Start Page excerpt

Skip to content

AWS Bedrock Text Embedding Functions

AWS Bedrock supports multiple base models for generating text embeddings. You need to setup the AWS credentials to use this embedding function. You can do so by using awscli and also add your session_token:

aws configure
aws configure set aws_session_token "<your_session_token>"
to ensure that the credentials are set up correctly, you can run the following command:
aws sts get-caller-identity

Supported Embedding modelIDs are: * amazon.titan-embed-text-v1 * cohere.embed-english-v3 * cohere.embed-multilingual-v3

Supported parameters (to be passed in create method) are:

Parameter Type Default Value Description
name str "amazon.titan-embed-text-v1" The model ID of the bedrock model to use. Supported base models for Text Embeddings: amazon.titan-embed-text-v1, cohere.embed-english-v3, cohere.embed-multilingual-v3
region str "us-east-1" Optional name of the AWS Region in which the service should be called (e.g., "us-east-1").

End Page excerpt
Start Available data

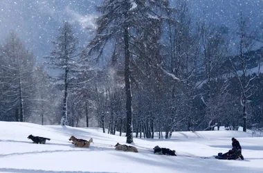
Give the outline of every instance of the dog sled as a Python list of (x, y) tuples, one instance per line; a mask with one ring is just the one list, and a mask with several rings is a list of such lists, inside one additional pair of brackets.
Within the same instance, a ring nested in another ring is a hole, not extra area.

End Available data

Tasks and exercises:
**A)** In the AWS Bedrock embeddings page, what command checks that the credentials are set up correctly?
**B)** Write the next part of the AWS Bedrock embeddings page, picking up after its last line.
The listing isn't needed for anything here.

Responses by task:
**A)** aws sts get-caller-identity

**B)**
profile_name str None Optional name of the AWS profile to use for calling the Bedrock service. If not specified, the default profile will be used.
assumed_role str None Optional ARN of an AWS IAM role to assume for calling the Bedrock service. If not specified, the current active credentials will be used.
role_session_name str "lancedb-embeddings" Optional name of the AWS IAM role session to use for calling the Bedrock service. If not specified, a "lancedb-embeddings" name will be used.
runtime bool True Optional choice of getting different client to perform operations with the Amazon Bedrock service.
max_retries int 7 Optional number of retries to perform when a request fails.

Usage Example:

import lancedb
from lancedb.pydantic import LanceModel, Vector
from lancedb.embeddings import get_registry
import pandas as pd

model = get_registry().get("bedrock-text").create()

class TextModel(LanceModel):
    text: str = model.SourceField()
    vector: Vector(model.ndims()) = model.VectorField()

df = pd.DataFrame({"text": ["hello world", "goodbye world"]})
db = lancedb.connect("tmp_path")
tbl = db.create_table("test", schema=TextModel, mode="overwrite")

tbl.add(df)
rs = tbl.search("hello").limit(1).to_pandas()